** Start Quoted text **

- Born: March 31, 1936 (age 90) Detroit, Michigan, U.S.
- Education: University of Michigan (BA) Northwestern University (MA)
- Occupation: Writer
- Spouse: Ira Wood ​(m. 1982)​
- Website: margepiercy.com

= Marge Piercy =

American novelist and poet (born 1936)

Marge Piercy (born March 31, 1936) is an American writer. Her work includes Woman on the Edge of Time; He, She and It, which won the 1993 Arthur C. Clarke Award; and Gone to Soldiers, a New York Times Best Seller and a sweeping historical novel set during World War II. Piercy's work is rooted in her Jewish heritage, Marxist social and political activism, and feminist ideals.

==Life==

=== Family and her early life ===
Marge Piercy was born in Detroit, Michigan, to Bert Piercy and Robert Piercy. While her father was non-religious from a Presbyterian background, she was raised Jewish by her mother and her Orthodox Jewish maternal grandmother, who gave Piercy the Hebrew name of Marah.

On her childhood and Jewish identity, Piercy said: "Jews and blacks were always lumped together when I grew up. I didn’t grow up 'white.' Jews weren't white. My first boyfriend was black. I didn't find out I was white until we spent time in Baltimore and I went to a segregated high school. I can't express how weird it was. Then I just figured they didn't know I was Jewish."

An indifferent student in her early childhood, Piercy developed a love of books when she came down with the German measles and rheumatic fever in her mid-childhood and could do little but read. "It taught me that there's a different world there, that there were all these horizons that were quite different from what I could see".

=== Education ===
Upon graduation from Mackenzie High School, Piercy became the first in her family to attend college, studying at the University of Michigan, where she received a B.A. degree in 1957. Winning a Hopwood Award for Poetry and Fiction (1957) enabled her to finish college and spend some time in France. She earned an M.A. degree from Northwestern University in 1958.

** End Quoted text **
** Start Provided data **

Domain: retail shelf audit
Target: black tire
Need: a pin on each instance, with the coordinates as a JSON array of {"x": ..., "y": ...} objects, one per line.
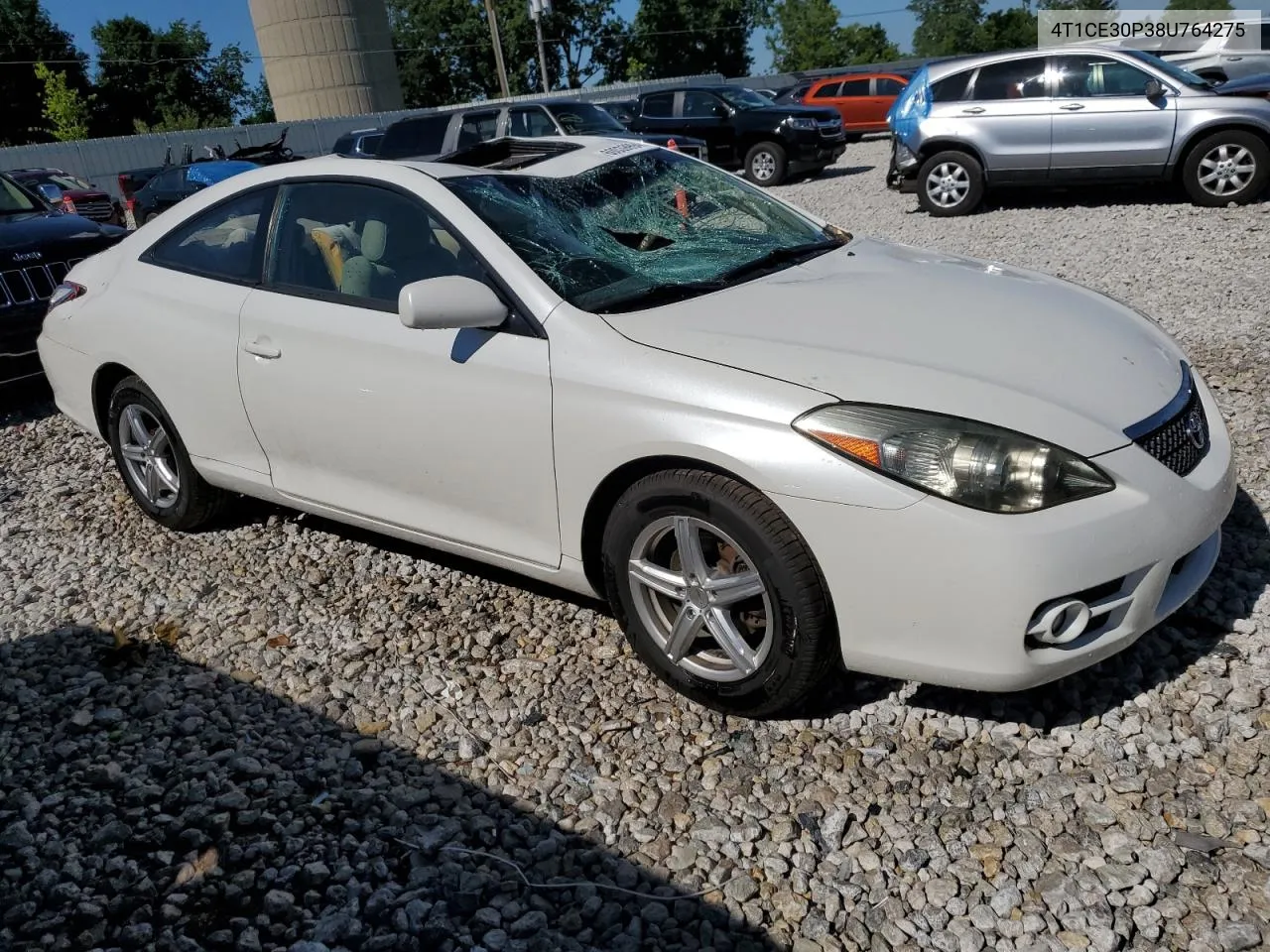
[
  {"x": 961, "y": 167},
  {"x": 802, "y": 631},
  {"x": 195, "y": 503},
  {"x": 1236, "y": 143},
  {"x": 766, "y": 164}
]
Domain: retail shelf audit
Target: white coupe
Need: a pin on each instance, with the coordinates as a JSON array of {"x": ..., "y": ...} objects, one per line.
[{"x": 772, "y": 445}]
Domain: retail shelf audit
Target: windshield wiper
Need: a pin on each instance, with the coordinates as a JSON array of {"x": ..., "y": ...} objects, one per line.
[
  {"x": 794, "y": 254},
  {"x": 661, "y": 295}
]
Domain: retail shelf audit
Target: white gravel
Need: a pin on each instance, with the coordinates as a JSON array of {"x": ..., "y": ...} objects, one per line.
[{"x": 327, "y": 711}]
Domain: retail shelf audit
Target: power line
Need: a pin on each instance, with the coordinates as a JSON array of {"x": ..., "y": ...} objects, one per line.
[{"x": 452, "y": 48}]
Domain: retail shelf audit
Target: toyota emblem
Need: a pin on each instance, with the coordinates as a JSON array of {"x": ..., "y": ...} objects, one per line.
[{"x": 1196, "y": 429}]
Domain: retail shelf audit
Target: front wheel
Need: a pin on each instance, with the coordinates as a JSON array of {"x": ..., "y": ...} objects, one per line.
[
  {"x": 1225, "y": 167},
  {"x": 154, "y": 463},
  {"x": 951, "y": 182},
  {"x": 766, "y": 164},
  {"x": 717, "y": 593}
]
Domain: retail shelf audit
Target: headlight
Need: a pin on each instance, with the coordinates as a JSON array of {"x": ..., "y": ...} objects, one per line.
[{"x": 973, "y": 463}]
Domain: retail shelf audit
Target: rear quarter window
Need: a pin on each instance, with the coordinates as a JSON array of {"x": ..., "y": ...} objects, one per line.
[{"x": 425, "y": 135}]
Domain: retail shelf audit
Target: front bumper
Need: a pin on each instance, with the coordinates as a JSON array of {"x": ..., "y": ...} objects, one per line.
[
  {"x": 944, "y": 594},
  {"x": 818, "y": 151}
]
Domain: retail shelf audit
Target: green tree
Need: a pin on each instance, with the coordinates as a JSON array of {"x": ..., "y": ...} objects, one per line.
[
  {"x": 1014, "y": 28},
  {"x": 1078, "y": 5},
  {"x": 258, "y": 105},
  {"x": 804, "y": 35},
  {"x": 64, "y": 108},
  {"x": 679, "y": 37},
  {"x": 947, "y": 27},
  {"x": 28, "y": 36},
  {"x": 163, "y": 77},
  {"x": 444, "y": 54}
]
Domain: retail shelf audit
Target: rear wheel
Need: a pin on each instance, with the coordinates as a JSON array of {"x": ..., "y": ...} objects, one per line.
[
  {"x": 1225, "y": 167},
  {"x": 951, "y": 182},
  {"x": 717, "y": 593},
  {"x": 154, "y": 463},
  {"x": 766, "y": 164}
]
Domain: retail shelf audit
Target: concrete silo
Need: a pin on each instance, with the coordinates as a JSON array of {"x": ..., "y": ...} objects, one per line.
[{"x": 326, "y": 58}]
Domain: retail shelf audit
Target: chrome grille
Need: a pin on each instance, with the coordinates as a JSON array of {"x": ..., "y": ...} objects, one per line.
[
  {"x": 1178, "y": 435},
  {"x": 95, "y": 208},
  {"x": 24, "y": 286}
]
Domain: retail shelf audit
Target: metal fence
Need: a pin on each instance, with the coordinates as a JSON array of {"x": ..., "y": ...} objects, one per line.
[{"x": 100, "y": 160}]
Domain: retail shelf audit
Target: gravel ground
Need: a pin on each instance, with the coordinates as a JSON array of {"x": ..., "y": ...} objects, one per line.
[{"x": 282, "y": 734}]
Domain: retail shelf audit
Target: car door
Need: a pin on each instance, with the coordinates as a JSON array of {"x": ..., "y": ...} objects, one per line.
[
  {"x": 853, "y": 102},
  {"x": 1006, "y": 114},
  {"x": 826, "y": 93},
  {"x": 705, "y": 116},
  {"x": 530, "y": 122},
  {"x": 185, "y": 296},
  {"x": 441, "y": 431},
  {"x": 657, "y": 114},
  {"x": 1103, "y": 125}
]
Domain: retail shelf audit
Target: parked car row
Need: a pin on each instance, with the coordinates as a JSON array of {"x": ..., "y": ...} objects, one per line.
[
  {"x": 1076, "y": 116},
  {"x": 729, "y": 126}
]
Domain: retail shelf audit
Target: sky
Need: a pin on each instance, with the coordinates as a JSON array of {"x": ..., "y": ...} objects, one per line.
[{"x": 230, "y": 22}]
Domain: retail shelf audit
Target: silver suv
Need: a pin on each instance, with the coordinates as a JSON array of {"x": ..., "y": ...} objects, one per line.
[{"x": 1080, "y": 114}]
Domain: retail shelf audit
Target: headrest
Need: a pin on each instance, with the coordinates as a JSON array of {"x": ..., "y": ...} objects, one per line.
[{"x": 375, "y": 239}]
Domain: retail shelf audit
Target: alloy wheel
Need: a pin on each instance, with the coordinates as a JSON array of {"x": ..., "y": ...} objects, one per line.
[
  {"x": 149, "y": 458},
  {"x": 1227, "y": 171},
  {"x": 701, "y": 598},
  {"x": 948, "y": 184},
  {"x": 763, "y": 167}
]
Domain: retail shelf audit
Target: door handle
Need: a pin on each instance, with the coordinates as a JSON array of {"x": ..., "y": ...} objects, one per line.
[{"x": 262, "y": 348}]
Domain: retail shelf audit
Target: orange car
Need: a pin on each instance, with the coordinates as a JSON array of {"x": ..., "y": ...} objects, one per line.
[{"x": 862, "y": 99}]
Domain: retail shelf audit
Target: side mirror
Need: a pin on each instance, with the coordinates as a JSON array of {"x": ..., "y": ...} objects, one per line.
[{"x": 449, "y": 302}]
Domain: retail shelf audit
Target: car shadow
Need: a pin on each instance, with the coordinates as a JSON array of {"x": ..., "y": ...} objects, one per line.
[
  {"x": 1102, "y": 195},
  {"x": 149, "y": 802},
  {"x": 835, "y": 172},
  {"x": 26, "y": 402},
  {"x": 1160, "y": 655}
]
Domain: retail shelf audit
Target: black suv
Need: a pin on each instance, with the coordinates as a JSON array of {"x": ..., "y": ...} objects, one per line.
[
  {"x": 39, "y": 246},
  {"x": 769, "y": 141},
  {"x": 443, "y": 134}
]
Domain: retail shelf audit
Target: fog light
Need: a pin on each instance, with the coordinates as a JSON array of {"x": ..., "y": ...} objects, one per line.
[{"x": 1061, "y": 622}]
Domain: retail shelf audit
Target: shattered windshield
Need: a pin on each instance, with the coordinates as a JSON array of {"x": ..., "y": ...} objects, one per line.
[
  {"x": 642, "y": 230},
  {"x": 584, "y": 119}
]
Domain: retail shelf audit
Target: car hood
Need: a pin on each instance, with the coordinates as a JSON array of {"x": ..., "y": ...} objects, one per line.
[
  {"x": 19, "y": 232},
  {"x": 657, "y": 139},
  {"x": 890, "y": 324}
]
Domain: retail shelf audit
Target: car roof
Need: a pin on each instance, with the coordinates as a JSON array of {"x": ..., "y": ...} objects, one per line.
[
  {"x": 959, "y": 63},
  {"x": 564, "y": 157}
]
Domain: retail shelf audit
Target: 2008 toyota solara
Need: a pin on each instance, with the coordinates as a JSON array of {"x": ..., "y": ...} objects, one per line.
[{"x": 774, "y": 447}]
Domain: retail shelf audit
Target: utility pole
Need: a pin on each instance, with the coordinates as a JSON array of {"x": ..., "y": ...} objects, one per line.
[
  {"x": 536, "y": 9},
  {"x": 498, "y": 49}
]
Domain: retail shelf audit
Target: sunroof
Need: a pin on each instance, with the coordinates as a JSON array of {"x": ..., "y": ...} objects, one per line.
[{"x": 508, "y": 153}]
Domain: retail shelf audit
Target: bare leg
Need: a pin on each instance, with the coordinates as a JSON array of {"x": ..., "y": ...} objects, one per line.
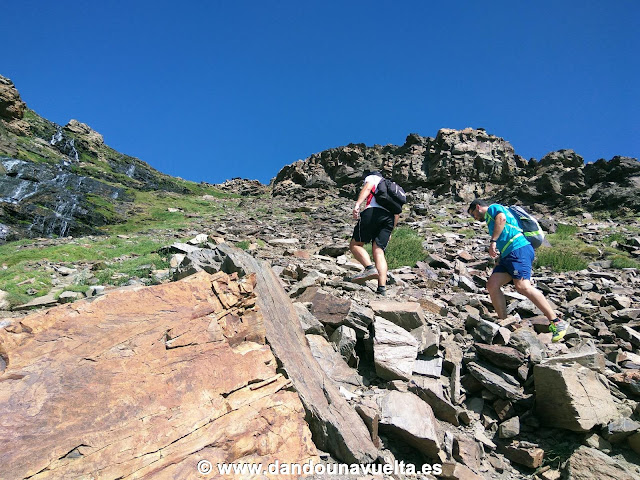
[
  {"x": 524, "y": 287},
  {"x": 494, "y": 286},
  {"x": 381, "y": 264},
  {"x": 359, "y": 253}
]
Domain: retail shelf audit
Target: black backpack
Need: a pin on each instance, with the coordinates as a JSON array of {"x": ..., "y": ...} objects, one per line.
[
  {"x": 390, "y": 195},
  {"x": 529, "y": 225}
]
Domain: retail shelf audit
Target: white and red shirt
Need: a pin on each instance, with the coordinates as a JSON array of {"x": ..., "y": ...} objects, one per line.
[{"x": 371, "y": 199}]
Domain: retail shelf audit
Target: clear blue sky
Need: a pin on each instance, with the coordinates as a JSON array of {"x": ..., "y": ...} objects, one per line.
[{"x": 210, "y": 90}]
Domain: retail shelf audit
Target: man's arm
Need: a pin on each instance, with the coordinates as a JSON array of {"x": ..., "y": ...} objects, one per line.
[{"x": 364, "y": 193}]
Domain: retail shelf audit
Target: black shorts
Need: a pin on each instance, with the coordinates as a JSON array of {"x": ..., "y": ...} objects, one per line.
[{"x": 375, "y": 224}]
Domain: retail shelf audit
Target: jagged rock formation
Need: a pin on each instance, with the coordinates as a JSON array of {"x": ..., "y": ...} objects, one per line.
[
  {"x": 146, "y": 383},
  {"x": 58, "y": 180},
  {"x": 12, "y": 108},
  {"x": 469, "y": 163}
]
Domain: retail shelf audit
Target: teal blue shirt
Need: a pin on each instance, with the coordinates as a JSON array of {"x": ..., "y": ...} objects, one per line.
[{"x": 511, "y": 237}]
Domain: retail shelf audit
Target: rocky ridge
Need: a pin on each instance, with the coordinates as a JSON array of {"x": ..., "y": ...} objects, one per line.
[{"x": 469, "y": 163}]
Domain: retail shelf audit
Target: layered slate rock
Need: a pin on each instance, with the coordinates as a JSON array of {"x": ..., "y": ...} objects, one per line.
[
  {"x": 406, "y": 416},
  {"x": 146, "y": 382},
  {"x": 408, "y": 315},
  {"x": 572, "y": 397},
  {"x": 394, "y": 350},
  {"x": 588, "y": 463},
  {"x": 336, "y": 427}
]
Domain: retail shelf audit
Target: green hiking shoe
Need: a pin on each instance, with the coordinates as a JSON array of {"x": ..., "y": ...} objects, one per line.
[
  {"x": 364, "y": 275},
  {"x": 558, "y": 330}
]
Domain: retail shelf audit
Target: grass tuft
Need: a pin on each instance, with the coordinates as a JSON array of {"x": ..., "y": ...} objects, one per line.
[{"x": 404, "y": 249}]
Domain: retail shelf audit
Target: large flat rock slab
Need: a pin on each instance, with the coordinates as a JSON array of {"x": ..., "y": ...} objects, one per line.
[
  {"x": 145, "y": 383},
  {"x": 572, "y": 397},
  {"x": 336, "y": 426}
]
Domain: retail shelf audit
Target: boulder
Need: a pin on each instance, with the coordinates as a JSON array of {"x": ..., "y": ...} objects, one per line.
[
  {"x": 430, "y": 390},
  {"x": 95, "y": 382},
  {"x": 406, "y": 416},
  {"x": 394, "y": 350},
  {"x": 4, "y": 303},
  {"x": 334, "y": 250},
  {"x": 309, "y": 323},
  {"x": 618, "y": 430},
  {"x": 327, "y": 308},
  {"x": 585, "y": 354},
  {"x": 523, "y": 453},
  {"x": 504, "y": 357},
  {"x": 333, "y": 363},
  {"x": 629, "y": 380},
  {"x": 198, "y": 260},
  {"x": 344, "y": 339},
  {"x": 428, "y": 339},
  {"x": 496, "y": 381},
  {"x": 578, "y": 397},
  {"x": 509, "y": 428},
  {"x": 408, "y": 315},
  {"x": 588, "y": 463}
]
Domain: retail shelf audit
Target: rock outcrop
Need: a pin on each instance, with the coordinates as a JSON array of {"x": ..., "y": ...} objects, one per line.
[
  {"x": 12, "y": 108},
  {"x": 146, "y": 382},
  {"x": 464, "y": 164}
]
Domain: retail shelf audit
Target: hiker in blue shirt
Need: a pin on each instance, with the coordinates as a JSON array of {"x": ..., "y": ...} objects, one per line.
[{"x": 516, "y": 258}]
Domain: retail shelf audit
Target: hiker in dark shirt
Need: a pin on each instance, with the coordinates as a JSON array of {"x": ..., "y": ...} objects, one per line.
[
  {"x": 516, "y": 260},
  {"x": 375, "y": 224}
]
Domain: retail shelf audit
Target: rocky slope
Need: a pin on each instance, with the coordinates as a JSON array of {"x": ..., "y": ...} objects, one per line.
[
  {"x": 291, "y": 362},
  {"x": 464, "y": 164},
  {"x": 429, "y": 370}
]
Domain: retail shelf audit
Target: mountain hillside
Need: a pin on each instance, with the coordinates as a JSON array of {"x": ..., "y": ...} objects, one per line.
[
  {"x": 64, "y": 180},
  {"x": 180, "y": 323}
]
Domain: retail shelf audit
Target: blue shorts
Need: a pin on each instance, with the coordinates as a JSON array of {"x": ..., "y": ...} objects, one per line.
[{"x": 517, "y": 263}]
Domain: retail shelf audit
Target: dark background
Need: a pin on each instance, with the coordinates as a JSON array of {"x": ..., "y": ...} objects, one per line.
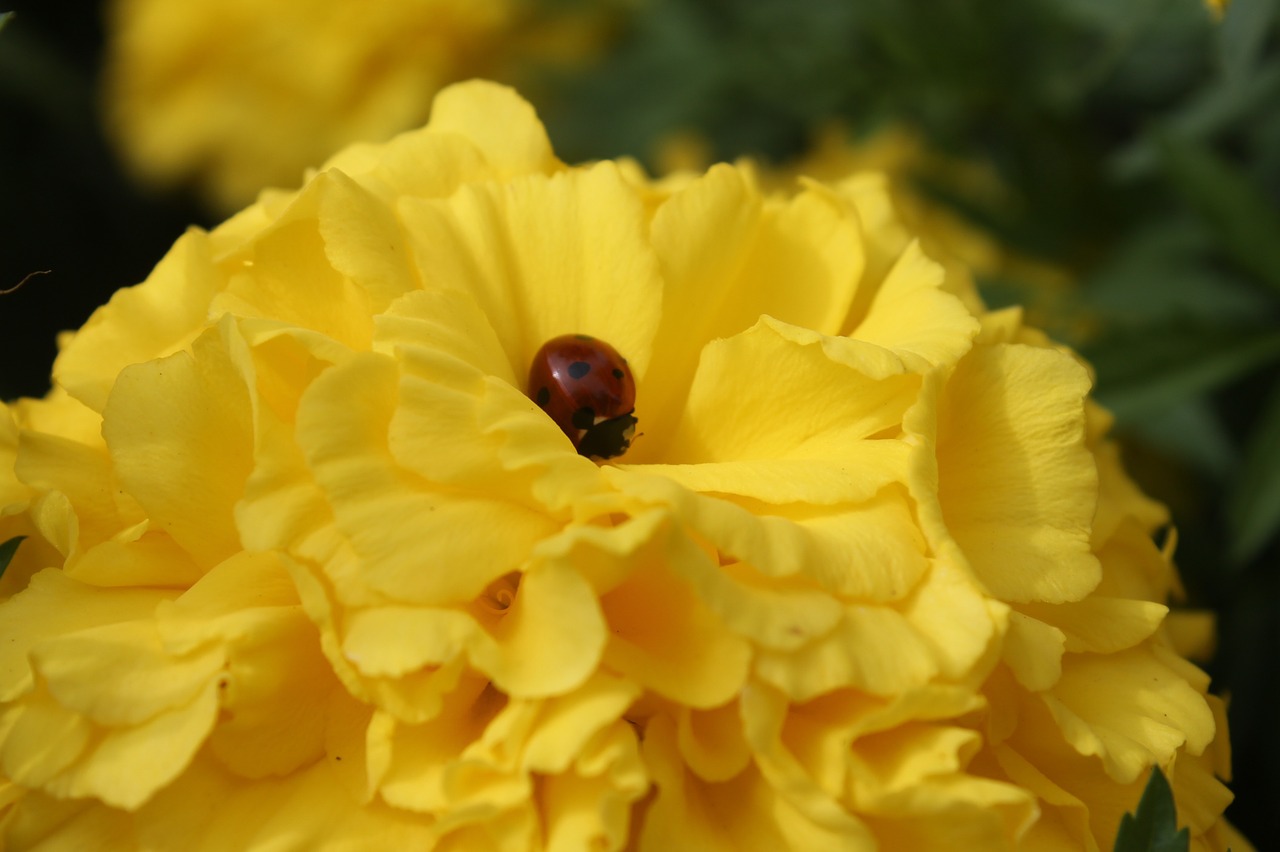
[{"x": 1139, "y": 141}]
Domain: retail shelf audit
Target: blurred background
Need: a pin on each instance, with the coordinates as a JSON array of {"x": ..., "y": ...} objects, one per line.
[{"x": 1112, "y": 165}]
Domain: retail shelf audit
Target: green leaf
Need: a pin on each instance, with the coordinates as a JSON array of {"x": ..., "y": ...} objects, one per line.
[
  {"x": 1246, "y": 220},
  {"x": 1243, "y": 33},
  {"x": 1144, "y": 371},
  {"x": 1153, "y": 827},
  {"x": 1192, "y": 431},
  {"x": 7, "y": 552},
  {"x": 1253, "y": 507}
]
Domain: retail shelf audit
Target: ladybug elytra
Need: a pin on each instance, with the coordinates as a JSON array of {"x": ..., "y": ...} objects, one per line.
[{"x": 586, "y": 388}]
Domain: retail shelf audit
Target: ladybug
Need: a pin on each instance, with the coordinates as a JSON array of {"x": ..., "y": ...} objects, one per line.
[{"x": 586, "y": 388}]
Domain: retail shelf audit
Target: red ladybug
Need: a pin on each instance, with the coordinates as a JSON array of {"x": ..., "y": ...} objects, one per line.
[{"x": 586, "y": 388}]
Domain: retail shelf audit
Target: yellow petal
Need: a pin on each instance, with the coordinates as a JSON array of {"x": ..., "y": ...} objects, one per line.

** End Provided data **

■ Required tasks:
(1) In the Marge Piercy biography, condense the paragraph that begins "Upon graduation from Mackenzie High School" into a short bulleted list that keeps its main facts.
(2) Report every line of the rows that contains the string "shorts", treating case as significant.
The Marge Piercy biography and the rows have no connection to each other.

■ Expected outputs:
(1)
- Graduated from Mackenzie High School and became the first in her family to attend college
- Earned a B.A. from the University of Michigan in 1957
- Won a Hopwood Award for Poetry and Fiction (1957), which let her finish college and spend time in France
- Earned an M.A. from Northwestern University in 1958

(2)
Target: black shorts
Target: blue shorts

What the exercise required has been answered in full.